TASK DIRECTIONS:
Could you rewrite the records below so that every "one dot per instance" becomes "a single point for each instance", changing nothing else and leaving the pictures out?

Raw records
_ _ _ _

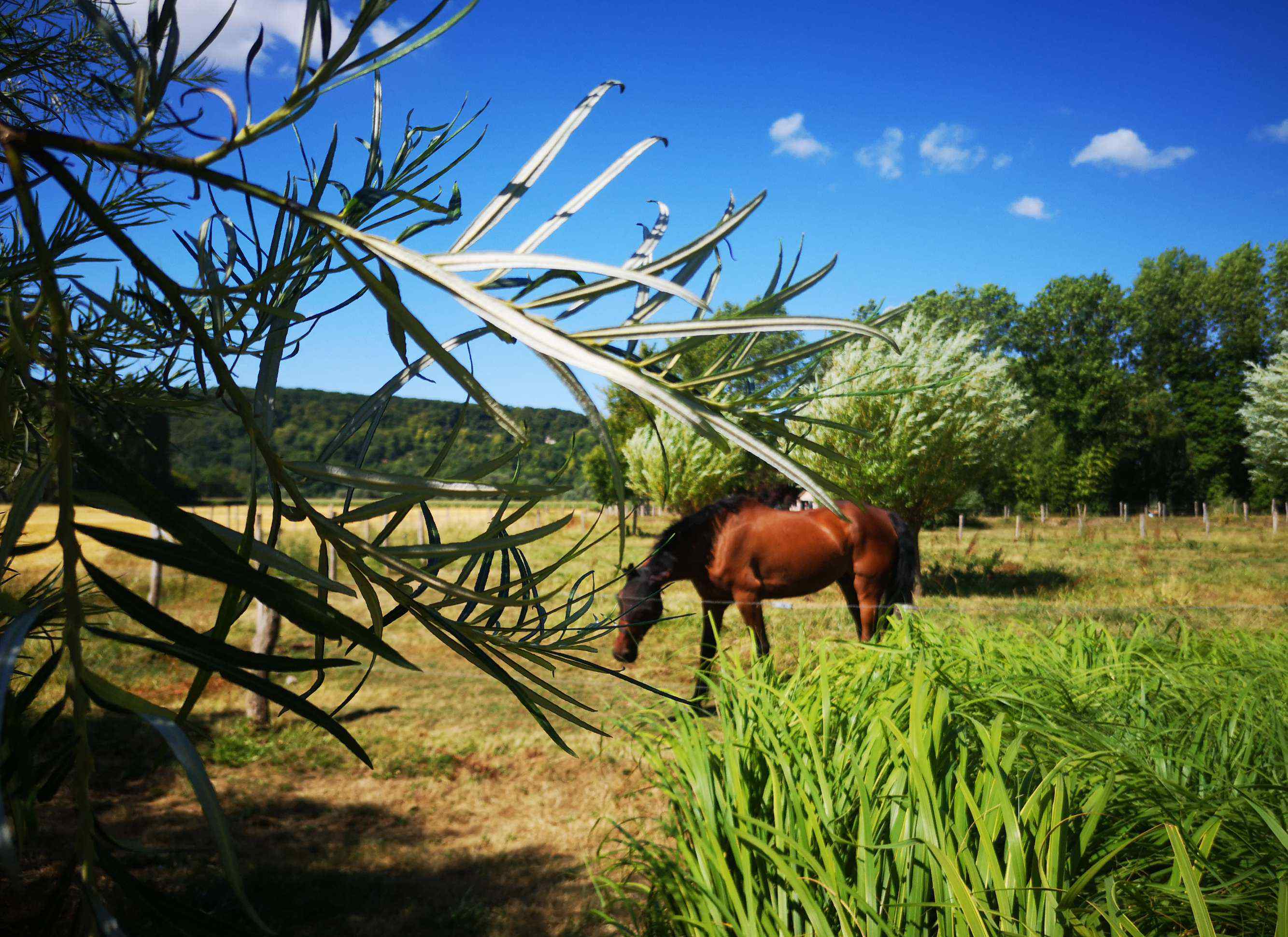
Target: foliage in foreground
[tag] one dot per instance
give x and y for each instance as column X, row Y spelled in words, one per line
column 974, row 783
column 127, row 330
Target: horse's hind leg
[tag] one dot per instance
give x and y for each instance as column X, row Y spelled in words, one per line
column 852, row 602
column 870, row 595
column 754, row 615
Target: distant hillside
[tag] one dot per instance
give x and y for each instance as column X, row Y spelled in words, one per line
column 212, row 453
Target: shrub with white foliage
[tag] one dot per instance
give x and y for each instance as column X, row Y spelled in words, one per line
column 933, row 419
column 677, row 468
column 1266, row 418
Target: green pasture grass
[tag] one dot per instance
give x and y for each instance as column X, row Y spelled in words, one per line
column 1080, row 780
column 467, row 787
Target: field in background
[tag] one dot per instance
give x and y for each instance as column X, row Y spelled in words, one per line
column 473, row 822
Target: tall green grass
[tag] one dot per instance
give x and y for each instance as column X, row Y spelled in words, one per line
column 973, row 783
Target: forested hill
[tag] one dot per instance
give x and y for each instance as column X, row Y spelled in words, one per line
column 211, row 452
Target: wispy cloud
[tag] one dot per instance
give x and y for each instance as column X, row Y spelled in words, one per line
column 1273, row 132
column 1123, row 149
column 384, row 31
column 947, row 150
column 885, row 155
column 794, row 140
column 1031, row 207
column 283, row 22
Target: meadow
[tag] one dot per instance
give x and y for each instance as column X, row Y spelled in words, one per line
column 473, row 823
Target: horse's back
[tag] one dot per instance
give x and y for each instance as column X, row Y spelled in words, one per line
column 783, row 554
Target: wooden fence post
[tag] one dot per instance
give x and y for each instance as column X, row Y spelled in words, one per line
column 269, row 625
column 155, row 581
column 330, row 554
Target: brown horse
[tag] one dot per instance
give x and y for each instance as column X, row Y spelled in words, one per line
column 742, row 550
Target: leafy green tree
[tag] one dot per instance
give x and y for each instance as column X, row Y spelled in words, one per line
column 992, row 309
column 1265, row 415
column 1071, row 344
column 921, row 427
column 1197, row 328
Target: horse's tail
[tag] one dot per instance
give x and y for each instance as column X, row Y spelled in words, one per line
column 905, row 579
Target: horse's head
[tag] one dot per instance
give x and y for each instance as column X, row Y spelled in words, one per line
column 640, row 606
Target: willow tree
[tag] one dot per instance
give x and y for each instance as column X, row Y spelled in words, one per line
column 248, row 285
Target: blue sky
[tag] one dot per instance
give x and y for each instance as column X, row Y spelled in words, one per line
column 925, row 145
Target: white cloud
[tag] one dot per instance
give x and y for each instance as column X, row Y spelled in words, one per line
column 794, row 140
column 1030, row 207
column 885, row 155
column 1126, row 150
column 1273, row 132
column 946, row 149
column 283, row 22
column 383, row 31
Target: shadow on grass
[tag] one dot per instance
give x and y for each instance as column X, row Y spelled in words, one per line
column 311, row 865
column 972, row 575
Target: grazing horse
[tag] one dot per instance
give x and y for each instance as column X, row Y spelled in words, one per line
column 744, row 550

_ _ _ _

ANSWER TO THE TASK:
Target: foliage in foreground
[tag] a single point for each instance
give x and y for each instance as column X, row Y spelled in words, one per line
column 974, row 783
column 127, row 330
Target: horse's hind leg
[tag] a single point for each instance
give x and y for each instance as column X, row Y spelled in words, one per line
column 852, row 602
column 870, row 595
column 754, row 615
Target: distant hillside
[tag] a single point for each instance
give x and y for each instance as column X, row Y spelled in words, one per line
column 212, row 453
Target: shrub with white foliage
[tag] a single point for each instance
give x and y for each instance as column X, row Y spelled in words, one per line
column 933, row 419
column 677, row 468
column 1266, row 418
Target: green pasture grass
[tag] a single point for each instance
give x and y for each instance as column X, row Y spelled in words, one per line
column 1080, row 780
column 467, row 787
Target: field in background
[tag] a single point for each instance
give x and y for each instance as column X, row Y spelled in words, one per line
column 473, row 822
Target: tall green grass
[tag] a single point for each instance
give x and y for each instance as column X, row Y spelled in words, one per line
column 973, row 783
Target: forested hill
[tag] a single point for each instance
give x and y for each instance as column X, row Y spelled in words, one per line
column 211, row 452
Target: wispy cloud
[tag] a single point for each instance
give x and y for each instance as column X, row Y spelled in words, one per line
column 1273, row 132
column 1123, row 149
column 384, row 31
column 947, row 150
column 885, row 155
column 794, row 140
column 1031, row 207
column 283, row 22
Target: meadow
[tag] a single point for each instance
give x and y for each instance as column X, row Y spelled in words, one per line
column 473, row 823
Target: horse's back
[tag] a single point for each instance
give x and y for each instance as column X, row Y spelled in words, one per line
column 783, row 554
Target: wooden fence post
[tag] a single point for each instance
give x and y for each instance as column X, row Y spelled in words, one per line
column 269, row 625
column 155, row 581
column 330, row 554
Target: brown horse
[tag] a single point for each instance
give x and y for each instance as column X, row Y spelled in words, one per line
column 742, row 550
Target: leafy green tree
[tag] a single point for each instance
give x and y for each instance as column X, row Y spelled in words, one per line
column 992, row 309
column 1265, row 415
column 1071, row 344
column 921, row 427
column 1197, row 328
Target: horse's tail
[tag] a single point for each instance
give x and y for each instance as column X, row Y spelled in words, one per line
column 905, row 579
Target: horse's head
[tag] a single point for each instance
give x and y for each instance as column X, row Y spelled in words, one per line
column 640, row 606
Target: willow tree
[tag] a single point for each instance
give x and y for each instance as column X, row Y spelled in words, one per line
column 248, row 285
Target: blue sky
[tag] a single point for each instance
give x and y for each instance as column X, row Y spelled in words, one per line
column 925, row 145
Target: white cloud
[tag] a single point for each instance
give x and y for each instance as column X, row Y spelled in words, one per line
column 794, row 140
column 1030, row 207
column 885, row 155
column 1126, row 150
column 1273, row 132
column 946, row 149
column 283, row 22
column 383, row 31
Target: shadow on grass
[tag] a single point for each instance
give x and y for each instance as column X, row Y spelled in words, one per line
column 311, row 865
column 972, row 575
Target: grazing horse
[tag] a single point for each instance
give x and y for each instance as column X, row Y spelled in words, one per line
column 744, row 550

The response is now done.